• TASK OBJECTIVE: Give back an exact copy of the lines in the records below, from the line that has "Expected: for every instance of the blonde" through the line that has "Expected: for every instance of the bare", and nothing besides.

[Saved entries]
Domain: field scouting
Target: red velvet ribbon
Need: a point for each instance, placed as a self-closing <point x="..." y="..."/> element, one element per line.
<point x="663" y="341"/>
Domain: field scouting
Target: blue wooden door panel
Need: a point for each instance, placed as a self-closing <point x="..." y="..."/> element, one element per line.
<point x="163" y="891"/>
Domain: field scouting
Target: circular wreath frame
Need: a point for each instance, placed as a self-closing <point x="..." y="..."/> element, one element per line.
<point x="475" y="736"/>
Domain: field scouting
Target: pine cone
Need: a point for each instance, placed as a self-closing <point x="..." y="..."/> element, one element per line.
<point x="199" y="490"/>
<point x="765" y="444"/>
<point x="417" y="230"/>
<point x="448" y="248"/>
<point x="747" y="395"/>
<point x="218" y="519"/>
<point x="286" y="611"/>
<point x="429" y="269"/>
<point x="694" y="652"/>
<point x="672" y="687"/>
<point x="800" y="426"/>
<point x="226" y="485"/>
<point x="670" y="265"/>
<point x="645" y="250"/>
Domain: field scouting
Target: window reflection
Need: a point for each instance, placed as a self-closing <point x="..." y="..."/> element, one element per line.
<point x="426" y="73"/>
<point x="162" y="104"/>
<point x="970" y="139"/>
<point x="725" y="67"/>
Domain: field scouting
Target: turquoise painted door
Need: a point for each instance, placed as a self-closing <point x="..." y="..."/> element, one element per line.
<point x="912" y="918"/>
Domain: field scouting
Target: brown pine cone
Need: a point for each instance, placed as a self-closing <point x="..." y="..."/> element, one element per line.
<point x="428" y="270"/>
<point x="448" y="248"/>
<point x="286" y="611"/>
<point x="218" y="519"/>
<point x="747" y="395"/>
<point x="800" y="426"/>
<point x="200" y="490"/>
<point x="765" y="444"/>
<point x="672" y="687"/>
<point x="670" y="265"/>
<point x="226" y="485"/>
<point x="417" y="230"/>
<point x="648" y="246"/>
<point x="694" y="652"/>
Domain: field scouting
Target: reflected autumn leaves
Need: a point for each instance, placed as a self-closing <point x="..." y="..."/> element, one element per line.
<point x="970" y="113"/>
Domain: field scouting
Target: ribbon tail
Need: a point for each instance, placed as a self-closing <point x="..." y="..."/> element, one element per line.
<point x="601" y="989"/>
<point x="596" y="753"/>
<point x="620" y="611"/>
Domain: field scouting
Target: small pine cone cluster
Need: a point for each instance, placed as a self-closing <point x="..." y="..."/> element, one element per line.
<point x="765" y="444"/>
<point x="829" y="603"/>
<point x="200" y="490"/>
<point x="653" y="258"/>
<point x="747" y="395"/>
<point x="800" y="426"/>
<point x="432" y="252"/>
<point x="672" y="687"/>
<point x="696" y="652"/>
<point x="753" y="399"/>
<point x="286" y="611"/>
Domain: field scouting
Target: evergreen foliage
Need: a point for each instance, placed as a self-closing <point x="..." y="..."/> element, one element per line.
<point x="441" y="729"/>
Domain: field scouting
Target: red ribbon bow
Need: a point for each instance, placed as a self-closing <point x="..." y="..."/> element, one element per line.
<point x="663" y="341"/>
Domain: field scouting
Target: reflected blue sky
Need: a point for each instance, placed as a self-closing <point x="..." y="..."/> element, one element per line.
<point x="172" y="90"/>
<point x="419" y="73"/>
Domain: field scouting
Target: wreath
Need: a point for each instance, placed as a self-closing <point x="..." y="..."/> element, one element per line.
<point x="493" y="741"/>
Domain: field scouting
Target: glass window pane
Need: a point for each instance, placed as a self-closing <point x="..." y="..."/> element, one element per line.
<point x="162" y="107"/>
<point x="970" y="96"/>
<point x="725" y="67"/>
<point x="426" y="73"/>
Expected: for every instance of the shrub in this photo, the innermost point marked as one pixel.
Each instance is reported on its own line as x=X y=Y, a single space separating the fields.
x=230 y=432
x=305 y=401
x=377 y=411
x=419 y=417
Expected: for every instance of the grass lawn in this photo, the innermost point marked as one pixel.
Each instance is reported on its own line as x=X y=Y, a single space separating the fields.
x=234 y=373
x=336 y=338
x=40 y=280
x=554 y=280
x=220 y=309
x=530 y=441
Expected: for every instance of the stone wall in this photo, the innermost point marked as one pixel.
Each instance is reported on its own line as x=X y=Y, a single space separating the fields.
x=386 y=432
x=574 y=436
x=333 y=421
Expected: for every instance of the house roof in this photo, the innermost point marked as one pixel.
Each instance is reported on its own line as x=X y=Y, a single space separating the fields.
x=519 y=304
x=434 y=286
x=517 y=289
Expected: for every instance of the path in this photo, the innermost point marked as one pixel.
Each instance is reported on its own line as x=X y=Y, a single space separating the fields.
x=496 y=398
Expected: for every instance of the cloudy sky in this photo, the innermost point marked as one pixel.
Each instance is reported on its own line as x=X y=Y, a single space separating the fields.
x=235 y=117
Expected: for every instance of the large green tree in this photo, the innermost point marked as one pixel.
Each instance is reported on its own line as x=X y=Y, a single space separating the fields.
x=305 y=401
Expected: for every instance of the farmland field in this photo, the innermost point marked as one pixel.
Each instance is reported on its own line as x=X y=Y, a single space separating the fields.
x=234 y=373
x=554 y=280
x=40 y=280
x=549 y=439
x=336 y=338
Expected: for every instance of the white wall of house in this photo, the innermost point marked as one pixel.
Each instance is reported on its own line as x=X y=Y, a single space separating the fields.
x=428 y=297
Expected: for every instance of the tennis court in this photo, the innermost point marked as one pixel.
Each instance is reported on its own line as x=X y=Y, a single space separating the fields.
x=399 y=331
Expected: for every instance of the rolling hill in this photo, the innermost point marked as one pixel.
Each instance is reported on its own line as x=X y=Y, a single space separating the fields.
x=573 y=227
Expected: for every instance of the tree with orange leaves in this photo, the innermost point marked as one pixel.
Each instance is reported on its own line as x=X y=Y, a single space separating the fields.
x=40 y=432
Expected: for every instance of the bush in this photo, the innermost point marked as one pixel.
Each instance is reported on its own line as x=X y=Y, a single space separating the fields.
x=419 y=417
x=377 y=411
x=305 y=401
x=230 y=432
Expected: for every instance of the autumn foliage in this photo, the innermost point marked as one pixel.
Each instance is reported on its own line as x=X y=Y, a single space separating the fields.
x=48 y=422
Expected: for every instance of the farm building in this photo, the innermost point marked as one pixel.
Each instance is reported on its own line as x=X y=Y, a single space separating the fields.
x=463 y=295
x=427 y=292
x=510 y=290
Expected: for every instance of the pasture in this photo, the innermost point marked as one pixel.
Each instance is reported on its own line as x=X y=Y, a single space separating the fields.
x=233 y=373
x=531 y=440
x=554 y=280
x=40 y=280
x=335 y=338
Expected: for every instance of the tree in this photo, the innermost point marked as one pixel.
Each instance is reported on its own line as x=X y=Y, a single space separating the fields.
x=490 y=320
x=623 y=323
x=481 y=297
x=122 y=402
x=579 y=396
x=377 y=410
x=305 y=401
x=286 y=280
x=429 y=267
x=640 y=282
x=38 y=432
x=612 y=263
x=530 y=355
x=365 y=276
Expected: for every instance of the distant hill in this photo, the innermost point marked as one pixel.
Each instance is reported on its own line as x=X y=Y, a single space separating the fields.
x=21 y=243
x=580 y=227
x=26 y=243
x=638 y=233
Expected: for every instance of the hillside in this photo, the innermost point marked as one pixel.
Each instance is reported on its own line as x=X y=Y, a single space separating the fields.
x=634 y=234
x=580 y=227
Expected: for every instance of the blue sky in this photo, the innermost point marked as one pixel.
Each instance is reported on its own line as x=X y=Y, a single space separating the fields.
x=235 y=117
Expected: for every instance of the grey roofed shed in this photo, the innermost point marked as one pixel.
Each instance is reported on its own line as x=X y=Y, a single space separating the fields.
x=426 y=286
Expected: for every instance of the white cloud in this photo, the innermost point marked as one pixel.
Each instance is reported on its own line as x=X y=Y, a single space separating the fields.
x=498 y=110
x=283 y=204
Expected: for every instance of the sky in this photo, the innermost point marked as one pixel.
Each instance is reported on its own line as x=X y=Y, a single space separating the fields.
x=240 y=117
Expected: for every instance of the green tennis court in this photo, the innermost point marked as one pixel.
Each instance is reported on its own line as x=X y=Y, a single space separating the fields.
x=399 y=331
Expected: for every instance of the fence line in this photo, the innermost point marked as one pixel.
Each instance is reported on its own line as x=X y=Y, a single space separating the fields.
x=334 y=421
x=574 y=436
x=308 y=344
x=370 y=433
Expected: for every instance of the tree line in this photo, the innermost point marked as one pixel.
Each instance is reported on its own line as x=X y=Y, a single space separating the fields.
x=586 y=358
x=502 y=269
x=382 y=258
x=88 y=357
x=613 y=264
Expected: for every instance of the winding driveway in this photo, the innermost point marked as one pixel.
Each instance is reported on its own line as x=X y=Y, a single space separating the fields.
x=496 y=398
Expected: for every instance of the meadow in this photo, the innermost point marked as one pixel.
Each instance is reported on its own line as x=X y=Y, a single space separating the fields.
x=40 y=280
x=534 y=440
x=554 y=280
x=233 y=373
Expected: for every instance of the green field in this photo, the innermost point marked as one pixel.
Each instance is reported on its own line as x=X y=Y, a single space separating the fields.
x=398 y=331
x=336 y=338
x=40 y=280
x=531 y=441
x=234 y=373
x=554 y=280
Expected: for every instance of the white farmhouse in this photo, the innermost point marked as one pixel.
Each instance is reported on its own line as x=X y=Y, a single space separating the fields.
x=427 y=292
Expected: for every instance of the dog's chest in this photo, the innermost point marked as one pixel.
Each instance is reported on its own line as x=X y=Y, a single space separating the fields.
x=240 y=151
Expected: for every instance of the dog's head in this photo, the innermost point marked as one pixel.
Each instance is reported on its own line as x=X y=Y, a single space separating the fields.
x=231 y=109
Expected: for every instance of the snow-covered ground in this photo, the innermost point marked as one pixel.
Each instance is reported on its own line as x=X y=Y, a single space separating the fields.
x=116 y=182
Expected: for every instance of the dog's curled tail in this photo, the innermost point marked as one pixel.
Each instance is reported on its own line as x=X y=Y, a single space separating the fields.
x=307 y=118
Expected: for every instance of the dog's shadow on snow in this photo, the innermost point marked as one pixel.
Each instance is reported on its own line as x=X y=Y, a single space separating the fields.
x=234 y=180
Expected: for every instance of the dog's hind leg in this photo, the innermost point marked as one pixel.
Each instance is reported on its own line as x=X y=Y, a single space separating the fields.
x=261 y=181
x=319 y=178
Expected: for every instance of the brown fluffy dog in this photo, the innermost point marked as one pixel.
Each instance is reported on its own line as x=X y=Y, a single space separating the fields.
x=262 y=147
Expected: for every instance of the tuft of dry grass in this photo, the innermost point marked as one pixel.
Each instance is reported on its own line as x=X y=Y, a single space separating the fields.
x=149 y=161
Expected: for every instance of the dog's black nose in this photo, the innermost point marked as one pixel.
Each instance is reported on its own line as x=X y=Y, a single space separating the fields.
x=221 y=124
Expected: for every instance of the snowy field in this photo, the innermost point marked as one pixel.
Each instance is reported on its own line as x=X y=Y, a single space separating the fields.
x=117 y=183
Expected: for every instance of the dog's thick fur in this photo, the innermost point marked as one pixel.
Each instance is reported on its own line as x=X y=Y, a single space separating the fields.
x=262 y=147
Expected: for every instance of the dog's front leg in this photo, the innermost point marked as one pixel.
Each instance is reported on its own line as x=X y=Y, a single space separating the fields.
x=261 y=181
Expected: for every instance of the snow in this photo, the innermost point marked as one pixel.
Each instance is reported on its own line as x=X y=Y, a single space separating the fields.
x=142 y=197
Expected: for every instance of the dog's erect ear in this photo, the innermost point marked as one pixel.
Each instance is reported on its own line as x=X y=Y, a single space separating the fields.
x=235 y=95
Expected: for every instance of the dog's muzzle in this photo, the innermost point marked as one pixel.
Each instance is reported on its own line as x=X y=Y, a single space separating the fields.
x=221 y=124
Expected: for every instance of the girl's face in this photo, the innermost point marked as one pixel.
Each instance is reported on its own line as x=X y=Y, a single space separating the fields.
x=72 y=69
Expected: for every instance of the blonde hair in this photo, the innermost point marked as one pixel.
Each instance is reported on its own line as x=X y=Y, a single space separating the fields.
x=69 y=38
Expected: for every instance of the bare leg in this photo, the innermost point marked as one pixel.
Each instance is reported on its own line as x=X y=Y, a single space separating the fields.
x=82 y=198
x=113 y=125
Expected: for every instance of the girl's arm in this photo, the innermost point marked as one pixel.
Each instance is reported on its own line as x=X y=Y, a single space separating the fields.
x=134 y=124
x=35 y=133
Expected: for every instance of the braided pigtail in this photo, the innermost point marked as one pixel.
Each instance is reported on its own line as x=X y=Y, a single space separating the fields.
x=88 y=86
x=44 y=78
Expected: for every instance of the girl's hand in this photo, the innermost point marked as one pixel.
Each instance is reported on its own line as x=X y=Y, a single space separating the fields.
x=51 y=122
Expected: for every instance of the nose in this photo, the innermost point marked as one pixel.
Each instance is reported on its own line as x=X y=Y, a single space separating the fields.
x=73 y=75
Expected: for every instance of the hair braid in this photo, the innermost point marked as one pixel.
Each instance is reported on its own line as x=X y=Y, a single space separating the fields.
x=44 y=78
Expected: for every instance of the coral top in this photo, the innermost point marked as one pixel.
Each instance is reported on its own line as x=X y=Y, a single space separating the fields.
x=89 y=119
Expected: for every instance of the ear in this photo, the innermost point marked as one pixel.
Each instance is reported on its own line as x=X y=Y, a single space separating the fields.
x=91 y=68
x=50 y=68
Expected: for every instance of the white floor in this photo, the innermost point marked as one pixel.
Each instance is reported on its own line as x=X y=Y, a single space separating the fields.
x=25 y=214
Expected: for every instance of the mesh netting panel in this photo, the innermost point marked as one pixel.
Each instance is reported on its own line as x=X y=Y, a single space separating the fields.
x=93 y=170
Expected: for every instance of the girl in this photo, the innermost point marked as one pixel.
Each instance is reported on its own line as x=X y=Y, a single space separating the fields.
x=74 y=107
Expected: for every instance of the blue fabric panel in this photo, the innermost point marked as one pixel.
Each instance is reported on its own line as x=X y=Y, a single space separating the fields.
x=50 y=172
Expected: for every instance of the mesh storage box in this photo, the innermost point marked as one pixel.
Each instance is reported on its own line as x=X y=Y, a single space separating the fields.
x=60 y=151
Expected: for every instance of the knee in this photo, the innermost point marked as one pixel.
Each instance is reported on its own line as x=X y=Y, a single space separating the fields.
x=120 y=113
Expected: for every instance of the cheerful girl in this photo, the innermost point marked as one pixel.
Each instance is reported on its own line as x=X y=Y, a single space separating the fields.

• FINAL ANSWER:
Expected: for every instance of the blonde hair in this photo, the innermost point marked as one pixel.
Each instance is reported on its own line as x=X y=Y, a single space separating the fields.
x=69 y=38
Expected: for every instance of the bare leg in this photo, the innermost point marked as one pixel.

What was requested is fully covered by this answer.